## GOAL OF THE EXERCISE
Your reply should hold exactly the lines from the one that contains "Where can the ear" through the end of the data. Repeat them word for word.

(Image point grounding data)
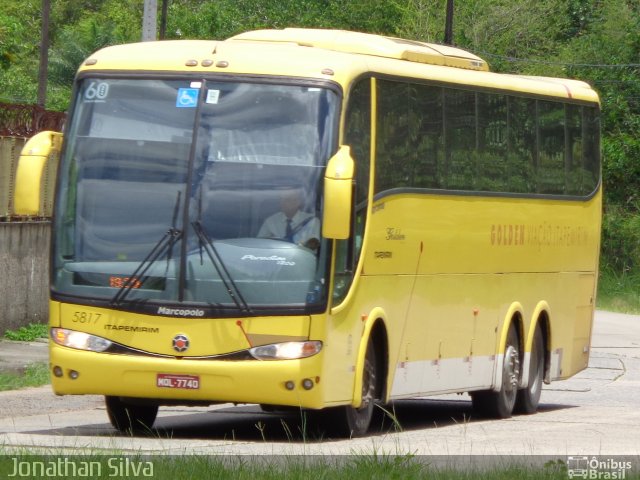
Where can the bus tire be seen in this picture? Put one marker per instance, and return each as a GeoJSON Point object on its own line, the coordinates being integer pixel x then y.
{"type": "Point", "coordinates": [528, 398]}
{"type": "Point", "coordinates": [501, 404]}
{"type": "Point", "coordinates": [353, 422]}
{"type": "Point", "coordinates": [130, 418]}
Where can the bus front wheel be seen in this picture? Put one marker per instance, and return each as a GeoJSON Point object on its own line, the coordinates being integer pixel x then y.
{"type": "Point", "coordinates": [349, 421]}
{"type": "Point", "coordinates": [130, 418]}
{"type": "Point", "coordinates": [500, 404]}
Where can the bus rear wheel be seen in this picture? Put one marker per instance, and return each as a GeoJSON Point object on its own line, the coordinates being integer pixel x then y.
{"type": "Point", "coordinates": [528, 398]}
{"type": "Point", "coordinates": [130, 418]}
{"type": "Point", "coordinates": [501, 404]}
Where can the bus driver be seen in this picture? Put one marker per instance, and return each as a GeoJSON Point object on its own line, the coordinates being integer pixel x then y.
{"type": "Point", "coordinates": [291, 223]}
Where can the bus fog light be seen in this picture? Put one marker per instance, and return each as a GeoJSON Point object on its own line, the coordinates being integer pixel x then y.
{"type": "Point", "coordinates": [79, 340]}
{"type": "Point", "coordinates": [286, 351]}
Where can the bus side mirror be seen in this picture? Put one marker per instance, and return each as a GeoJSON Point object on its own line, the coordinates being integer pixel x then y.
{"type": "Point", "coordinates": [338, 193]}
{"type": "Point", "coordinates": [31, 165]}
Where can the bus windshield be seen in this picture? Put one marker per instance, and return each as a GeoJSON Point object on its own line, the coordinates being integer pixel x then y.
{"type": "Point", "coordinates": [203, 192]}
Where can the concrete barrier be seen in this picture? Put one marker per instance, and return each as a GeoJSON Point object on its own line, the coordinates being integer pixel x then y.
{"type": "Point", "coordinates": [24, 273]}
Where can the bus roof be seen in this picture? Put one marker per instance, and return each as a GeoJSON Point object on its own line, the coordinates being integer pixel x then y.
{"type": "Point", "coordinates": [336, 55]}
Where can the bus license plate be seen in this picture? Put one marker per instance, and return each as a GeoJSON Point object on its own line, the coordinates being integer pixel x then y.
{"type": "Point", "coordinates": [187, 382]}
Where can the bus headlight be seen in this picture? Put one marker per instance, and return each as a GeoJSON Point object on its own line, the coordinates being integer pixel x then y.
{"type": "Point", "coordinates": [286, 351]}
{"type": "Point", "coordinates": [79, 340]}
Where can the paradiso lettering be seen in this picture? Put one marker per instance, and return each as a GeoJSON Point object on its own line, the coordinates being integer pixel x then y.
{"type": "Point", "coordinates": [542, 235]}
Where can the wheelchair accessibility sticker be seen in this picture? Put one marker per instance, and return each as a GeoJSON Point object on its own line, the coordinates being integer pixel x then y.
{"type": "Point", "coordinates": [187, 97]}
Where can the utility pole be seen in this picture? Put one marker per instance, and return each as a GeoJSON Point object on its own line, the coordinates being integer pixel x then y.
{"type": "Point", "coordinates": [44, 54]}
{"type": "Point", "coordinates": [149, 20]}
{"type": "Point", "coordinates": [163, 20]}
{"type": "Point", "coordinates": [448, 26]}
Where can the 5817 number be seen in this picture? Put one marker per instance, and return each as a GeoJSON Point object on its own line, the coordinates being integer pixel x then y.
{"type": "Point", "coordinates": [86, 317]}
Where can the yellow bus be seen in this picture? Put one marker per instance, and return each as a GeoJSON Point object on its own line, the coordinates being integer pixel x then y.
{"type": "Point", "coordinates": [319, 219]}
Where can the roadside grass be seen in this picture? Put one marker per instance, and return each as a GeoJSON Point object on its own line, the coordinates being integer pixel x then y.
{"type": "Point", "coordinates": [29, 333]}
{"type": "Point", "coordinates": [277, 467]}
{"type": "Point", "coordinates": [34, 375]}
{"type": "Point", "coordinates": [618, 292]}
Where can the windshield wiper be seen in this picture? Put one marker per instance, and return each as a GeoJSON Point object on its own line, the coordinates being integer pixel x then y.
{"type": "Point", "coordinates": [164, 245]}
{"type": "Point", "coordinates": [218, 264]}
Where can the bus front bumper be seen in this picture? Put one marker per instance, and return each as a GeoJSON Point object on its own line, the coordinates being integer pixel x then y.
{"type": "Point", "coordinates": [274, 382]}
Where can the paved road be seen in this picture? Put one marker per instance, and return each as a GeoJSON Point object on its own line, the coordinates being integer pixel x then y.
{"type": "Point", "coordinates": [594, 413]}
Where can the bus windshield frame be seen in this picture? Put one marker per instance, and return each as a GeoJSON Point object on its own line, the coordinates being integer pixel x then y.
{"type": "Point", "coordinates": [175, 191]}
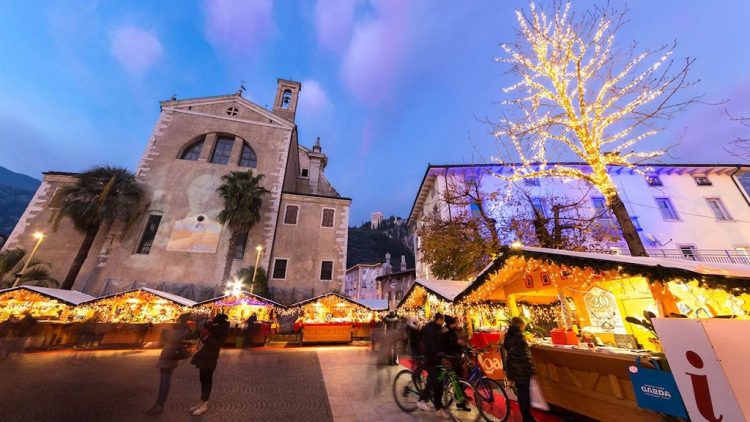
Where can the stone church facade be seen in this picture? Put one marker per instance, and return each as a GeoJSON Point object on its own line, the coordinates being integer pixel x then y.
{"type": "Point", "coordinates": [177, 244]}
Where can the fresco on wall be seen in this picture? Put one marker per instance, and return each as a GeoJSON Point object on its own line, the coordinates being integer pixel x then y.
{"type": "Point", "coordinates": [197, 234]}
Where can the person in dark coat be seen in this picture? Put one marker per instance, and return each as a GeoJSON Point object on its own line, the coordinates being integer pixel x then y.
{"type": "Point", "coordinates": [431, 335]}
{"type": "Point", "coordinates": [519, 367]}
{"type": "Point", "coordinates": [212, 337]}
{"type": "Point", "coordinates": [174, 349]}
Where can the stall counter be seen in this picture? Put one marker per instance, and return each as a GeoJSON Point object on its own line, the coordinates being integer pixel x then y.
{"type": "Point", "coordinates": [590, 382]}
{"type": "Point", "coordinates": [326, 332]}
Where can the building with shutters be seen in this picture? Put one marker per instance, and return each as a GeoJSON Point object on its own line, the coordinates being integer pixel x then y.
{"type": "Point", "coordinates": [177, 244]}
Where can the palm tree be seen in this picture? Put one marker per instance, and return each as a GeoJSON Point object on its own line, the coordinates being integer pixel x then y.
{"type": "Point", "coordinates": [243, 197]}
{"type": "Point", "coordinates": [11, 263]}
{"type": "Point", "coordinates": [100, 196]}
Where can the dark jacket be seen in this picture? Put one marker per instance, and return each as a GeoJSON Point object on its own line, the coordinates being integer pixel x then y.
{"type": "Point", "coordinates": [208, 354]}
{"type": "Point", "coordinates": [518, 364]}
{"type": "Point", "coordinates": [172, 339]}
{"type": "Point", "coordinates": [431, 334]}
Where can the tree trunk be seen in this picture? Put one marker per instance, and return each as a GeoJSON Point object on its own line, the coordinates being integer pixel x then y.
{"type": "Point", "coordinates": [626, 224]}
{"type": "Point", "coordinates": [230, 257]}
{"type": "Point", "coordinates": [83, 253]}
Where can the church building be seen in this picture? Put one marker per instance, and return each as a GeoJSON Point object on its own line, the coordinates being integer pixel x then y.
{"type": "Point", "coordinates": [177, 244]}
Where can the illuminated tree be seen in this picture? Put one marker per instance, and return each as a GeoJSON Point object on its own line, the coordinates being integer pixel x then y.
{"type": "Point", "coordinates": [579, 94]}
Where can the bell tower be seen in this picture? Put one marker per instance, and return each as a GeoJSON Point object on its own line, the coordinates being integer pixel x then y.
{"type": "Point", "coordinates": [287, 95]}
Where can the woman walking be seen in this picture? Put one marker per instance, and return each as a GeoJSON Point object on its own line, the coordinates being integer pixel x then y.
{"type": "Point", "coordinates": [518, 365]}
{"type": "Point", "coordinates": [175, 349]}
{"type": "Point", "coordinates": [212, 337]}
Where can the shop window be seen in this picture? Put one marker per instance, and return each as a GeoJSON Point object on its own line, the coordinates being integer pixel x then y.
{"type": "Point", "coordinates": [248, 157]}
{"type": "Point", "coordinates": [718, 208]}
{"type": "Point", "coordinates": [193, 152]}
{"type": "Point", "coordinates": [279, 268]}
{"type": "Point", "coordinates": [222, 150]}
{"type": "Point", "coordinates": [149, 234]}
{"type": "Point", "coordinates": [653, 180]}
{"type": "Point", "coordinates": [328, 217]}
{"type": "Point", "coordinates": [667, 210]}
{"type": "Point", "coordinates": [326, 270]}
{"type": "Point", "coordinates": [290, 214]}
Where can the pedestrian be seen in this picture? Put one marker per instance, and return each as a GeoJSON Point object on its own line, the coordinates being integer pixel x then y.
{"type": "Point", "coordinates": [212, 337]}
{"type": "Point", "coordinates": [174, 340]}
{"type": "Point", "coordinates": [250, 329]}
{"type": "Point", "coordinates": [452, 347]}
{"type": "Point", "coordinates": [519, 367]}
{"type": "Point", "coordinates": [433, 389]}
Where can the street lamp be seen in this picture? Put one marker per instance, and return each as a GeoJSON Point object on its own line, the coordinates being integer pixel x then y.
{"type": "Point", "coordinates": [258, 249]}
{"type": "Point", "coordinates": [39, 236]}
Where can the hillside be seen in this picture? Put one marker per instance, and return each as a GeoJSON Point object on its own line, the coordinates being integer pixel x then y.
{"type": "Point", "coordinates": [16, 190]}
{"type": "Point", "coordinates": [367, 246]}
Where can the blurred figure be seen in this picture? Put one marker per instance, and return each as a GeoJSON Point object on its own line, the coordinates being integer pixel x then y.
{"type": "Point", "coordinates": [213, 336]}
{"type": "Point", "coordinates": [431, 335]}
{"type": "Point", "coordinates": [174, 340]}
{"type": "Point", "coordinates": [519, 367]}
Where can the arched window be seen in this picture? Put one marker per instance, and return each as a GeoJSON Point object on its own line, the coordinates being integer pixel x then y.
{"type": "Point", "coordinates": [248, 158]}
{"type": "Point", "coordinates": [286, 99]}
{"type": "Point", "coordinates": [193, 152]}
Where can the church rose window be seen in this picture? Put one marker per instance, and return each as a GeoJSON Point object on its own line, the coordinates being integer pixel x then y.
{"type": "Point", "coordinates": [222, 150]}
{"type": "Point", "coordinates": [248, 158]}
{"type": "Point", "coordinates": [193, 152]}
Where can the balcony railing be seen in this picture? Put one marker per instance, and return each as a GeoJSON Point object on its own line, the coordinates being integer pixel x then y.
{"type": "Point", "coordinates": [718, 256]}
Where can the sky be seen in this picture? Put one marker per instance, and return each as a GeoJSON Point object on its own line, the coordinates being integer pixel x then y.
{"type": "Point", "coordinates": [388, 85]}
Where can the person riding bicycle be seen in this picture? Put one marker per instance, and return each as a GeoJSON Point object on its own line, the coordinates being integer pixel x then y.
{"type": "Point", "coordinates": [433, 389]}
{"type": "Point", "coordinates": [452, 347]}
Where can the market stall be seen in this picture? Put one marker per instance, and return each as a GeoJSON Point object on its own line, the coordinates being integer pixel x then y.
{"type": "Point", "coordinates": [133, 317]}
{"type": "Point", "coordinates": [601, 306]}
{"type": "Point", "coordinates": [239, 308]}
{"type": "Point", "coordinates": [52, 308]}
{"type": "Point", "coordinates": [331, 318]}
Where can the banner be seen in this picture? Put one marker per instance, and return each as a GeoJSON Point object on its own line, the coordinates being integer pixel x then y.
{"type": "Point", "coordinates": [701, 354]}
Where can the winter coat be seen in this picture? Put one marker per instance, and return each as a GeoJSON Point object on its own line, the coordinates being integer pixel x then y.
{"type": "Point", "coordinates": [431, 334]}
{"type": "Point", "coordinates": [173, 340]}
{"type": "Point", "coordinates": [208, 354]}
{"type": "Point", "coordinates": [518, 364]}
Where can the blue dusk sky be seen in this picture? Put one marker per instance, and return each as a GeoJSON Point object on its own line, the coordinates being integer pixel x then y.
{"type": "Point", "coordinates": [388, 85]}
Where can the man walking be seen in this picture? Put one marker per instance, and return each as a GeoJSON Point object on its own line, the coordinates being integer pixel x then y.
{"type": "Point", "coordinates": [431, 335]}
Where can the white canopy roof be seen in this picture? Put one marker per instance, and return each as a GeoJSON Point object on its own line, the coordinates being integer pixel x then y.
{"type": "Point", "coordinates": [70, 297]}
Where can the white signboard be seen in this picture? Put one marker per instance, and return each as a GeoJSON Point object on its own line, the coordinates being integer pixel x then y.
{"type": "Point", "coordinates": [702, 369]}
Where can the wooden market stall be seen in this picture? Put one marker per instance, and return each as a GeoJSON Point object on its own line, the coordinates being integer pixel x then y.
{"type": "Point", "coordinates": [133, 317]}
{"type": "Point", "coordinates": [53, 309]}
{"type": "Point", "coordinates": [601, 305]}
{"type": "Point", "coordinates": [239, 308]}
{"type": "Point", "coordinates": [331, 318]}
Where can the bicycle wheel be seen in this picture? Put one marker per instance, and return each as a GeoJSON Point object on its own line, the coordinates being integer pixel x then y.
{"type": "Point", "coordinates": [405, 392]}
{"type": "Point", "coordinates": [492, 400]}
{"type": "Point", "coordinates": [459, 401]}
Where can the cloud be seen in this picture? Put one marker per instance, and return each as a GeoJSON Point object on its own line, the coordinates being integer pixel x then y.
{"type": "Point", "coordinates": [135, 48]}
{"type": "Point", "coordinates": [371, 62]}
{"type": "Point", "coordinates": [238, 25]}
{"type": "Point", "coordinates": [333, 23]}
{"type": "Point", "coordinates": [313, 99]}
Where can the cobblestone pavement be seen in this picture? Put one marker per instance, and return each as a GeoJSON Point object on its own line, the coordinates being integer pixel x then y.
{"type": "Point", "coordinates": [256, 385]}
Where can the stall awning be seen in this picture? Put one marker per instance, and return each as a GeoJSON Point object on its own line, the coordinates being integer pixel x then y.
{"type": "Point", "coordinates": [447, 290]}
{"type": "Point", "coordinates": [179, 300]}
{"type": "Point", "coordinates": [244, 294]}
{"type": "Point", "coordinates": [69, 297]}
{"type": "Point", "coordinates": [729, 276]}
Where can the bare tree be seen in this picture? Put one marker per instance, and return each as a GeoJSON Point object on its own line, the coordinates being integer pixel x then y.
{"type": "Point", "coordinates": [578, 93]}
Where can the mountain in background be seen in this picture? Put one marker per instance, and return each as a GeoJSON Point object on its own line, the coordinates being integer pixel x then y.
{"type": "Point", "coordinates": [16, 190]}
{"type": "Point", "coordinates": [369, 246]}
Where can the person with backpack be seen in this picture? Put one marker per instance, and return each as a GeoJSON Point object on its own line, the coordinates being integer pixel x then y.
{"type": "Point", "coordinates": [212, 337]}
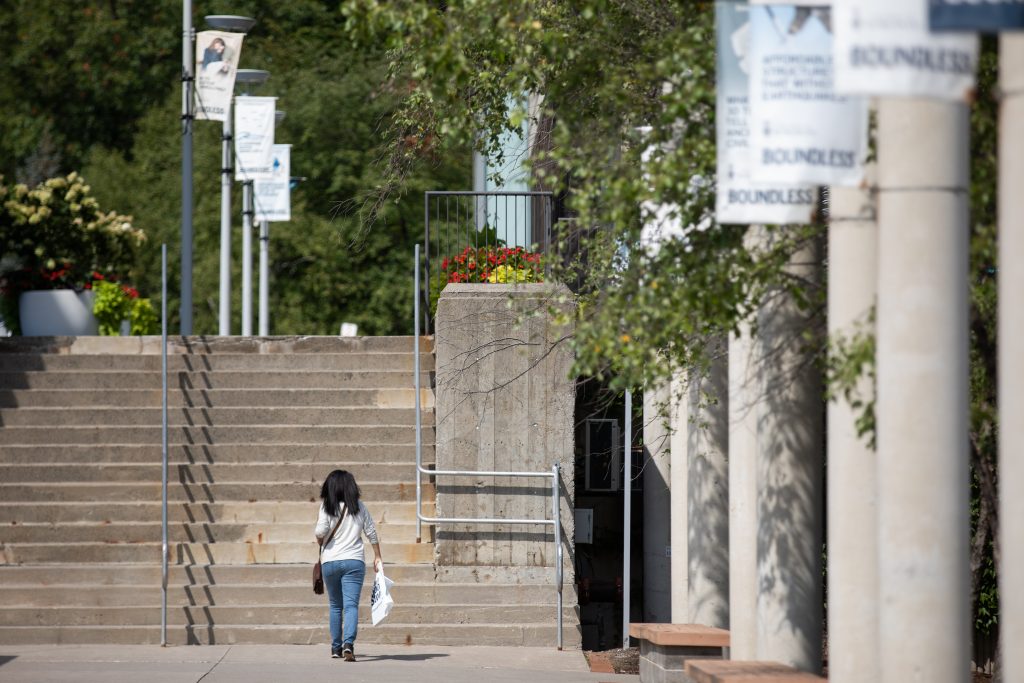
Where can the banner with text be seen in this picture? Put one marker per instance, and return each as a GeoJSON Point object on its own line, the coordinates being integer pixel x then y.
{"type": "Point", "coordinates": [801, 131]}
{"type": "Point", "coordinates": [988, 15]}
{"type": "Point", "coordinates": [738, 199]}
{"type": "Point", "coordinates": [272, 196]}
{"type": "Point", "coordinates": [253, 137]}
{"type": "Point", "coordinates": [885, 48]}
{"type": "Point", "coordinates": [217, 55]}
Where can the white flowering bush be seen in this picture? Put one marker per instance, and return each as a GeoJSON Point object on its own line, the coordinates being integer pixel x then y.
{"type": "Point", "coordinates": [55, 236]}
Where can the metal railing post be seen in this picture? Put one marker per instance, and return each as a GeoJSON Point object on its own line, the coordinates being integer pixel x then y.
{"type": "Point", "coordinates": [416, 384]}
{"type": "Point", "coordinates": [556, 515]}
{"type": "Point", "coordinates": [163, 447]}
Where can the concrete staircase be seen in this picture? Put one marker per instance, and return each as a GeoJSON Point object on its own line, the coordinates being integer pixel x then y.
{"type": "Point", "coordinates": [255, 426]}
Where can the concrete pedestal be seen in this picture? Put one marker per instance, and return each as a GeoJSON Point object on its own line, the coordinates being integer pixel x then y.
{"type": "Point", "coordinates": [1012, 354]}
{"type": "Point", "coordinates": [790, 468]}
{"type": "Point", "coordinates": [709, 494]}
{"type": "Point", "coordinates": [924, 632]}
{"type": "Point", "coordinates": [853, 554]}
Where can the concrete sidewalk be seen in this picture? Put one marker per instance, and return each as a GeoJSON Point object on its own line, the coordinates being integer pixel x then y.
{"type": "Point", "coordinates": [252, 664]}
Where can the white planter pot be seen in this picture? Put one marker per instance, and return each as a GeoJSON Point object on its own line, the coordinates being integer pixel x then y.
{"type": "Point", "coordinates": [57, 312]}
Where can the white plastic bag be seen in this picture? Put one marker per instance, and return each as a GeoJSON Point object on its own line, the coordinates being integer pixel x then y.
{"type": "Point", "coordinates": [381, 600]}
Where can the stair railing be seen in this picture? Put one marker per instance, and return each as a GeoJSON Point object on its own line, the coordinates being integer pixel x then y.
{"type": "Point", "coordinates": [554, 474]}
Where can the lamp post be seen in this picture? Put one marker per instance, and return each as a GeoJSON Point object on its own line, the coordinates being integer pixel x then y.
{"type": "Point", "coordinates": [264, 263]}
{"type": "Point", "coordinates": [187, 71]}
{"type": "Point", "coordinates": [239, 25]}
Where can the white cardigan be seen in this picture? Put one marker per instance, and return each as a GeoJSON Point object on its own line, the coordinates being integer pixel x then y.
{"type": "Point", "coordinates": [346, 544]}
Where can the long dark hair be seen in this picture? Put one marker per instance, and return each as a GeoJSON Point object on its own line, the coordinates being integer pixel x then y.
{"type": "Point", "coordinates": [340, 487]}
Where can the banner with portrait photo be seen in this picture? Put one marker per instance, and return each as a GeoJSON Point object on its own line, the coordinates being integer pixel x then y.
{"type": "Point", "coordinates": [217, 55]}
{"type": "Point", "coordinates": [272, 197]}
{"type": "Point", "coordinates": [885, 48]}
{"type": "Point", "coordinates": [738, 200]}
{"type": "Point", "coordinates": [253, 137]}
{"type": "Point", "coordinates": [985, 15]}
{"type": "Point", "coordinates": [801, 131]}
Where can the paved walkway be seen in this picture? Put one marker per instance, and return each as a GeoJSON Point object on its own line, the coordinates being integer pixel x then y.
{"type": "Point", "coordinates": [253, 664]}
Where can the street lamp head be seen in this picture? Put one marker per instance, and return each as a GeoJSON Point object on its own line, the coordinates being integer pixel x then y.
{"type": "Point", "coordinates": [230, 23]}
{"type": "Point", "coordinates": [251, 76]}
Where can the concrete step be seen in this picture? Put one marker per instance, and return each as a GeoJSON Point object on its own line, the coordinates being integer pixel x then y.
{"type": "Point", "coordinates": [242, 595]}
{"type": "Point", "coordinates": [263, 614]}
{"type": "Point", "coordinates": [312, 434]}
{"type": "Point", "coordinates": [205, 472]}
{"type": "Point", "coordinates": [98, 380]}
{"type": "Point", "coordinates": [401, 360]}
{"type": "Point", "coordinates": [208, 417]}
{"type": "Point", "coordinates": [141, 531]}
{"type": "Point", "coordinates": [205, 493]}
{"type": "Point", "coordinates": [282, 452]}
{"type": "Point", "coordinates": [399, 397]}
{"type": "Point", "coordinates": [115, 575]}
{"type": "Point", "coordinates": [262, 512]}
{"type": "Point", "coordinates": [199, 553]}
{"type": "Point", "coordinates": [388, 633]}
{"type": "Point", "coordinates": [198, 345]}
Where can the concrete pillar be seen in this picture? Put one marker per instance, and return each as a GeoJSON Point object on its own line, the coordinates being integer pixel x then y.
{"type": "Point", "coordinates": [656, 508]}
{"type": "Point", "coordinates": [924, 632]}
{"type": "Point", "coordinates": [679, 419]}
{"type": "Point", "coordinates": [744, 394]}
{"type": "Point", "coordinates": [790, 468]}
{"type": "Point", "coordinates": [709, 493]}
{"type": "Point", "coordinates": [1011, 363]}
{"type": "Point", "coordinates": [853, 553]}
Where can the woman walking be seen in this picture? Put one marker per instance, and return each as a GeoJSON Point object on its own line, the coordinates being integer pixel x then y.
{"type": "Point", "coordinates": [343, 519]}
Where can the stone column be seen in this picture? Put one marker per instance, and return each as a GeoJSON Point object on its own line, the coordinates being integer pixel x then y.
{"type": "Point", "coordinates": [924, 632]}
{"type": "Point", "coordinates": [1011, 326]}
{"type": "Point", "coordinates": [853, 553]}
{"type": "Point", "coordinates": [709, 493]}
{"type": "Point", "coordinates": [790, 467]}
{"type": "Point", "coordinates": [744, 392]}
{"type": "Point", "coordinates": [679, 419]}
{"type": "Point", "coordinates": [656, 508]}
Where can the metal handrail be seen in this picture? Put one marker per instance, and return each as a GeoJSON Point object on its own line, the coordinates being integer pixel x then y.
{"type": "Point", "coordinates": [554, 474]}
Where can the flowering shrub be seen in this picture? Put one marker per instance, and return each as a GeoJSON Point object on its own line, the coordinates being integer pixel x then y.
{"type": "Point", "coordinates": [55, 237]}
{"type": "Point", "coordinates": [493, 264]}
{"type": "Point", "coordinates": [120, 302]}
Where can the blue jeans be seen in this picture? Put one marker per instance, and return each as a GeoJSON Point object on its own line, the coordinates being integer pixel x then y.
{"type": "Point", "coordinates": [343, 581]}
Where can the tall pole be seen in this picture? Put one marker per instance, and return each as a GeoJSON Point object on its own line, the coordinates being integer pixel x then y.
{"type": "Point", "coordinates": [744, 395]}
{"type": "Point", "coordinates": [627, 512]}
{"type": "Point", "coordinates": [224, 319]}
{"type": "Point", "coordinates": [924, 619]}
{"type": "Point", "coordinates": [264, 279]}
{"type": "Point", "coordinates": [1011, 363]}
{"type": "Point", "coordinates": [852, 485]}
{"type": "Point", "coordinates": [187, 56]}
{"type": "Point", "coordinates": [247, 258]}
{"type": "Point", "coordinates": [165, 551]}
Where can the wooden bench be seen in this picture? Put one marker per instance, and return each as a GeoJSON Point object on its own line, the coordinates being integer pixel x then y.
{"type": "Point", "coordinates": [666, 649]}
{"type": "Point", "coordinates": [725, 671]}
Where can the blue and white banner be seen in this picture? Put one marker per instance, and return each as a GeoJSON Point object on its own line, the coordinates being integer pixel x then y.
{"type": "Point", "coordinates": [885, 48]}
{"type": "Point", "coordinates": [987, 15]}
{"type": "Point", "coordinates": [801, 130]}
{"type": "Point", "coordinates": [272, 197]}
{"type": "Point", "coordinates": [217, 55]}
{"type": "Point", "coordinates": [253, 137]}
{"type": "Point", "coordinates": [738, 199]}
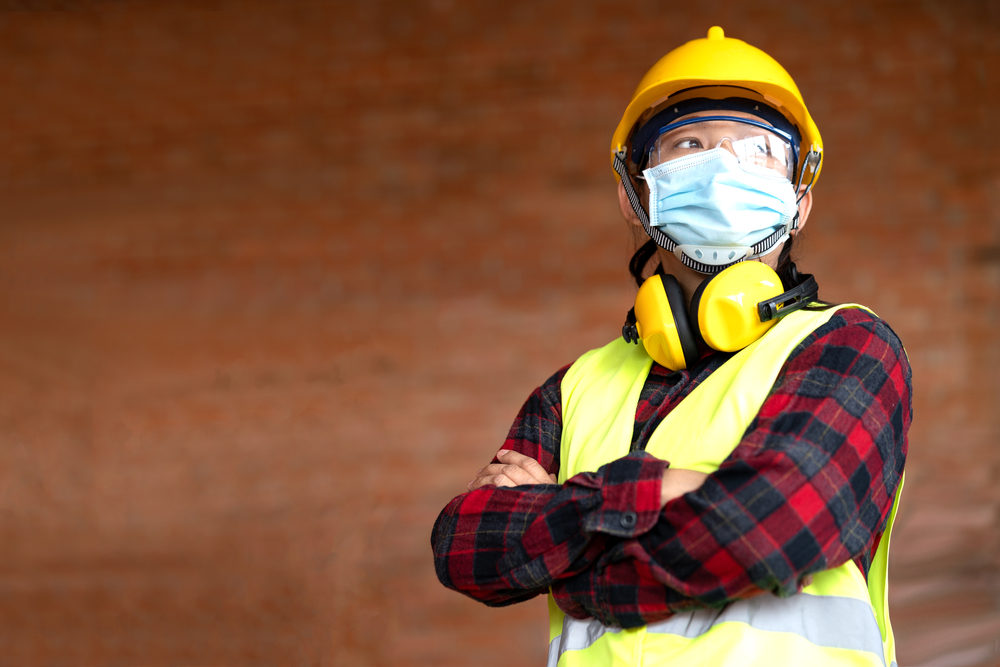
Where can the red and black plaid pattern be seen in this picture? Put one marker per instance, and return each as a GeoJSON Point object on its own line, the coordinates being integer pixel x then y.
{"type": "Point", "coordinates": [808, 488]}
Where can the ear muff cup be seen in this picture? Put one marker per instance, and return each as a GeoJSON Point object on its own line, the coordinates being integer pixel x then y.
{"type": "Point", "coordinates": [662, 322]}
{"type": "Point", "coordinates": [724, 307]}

## RESPONSE TO THE TASK
Where can the ear muff cup be seen in this picture? Put one marker per instance, and return each as a GeoJSON Point object on its own line, the coordinates being integer pixel x then y.
{"type": "Point", "coordinates": [662, 322]}
{"type": "Point", "coordinates": [724, 307]}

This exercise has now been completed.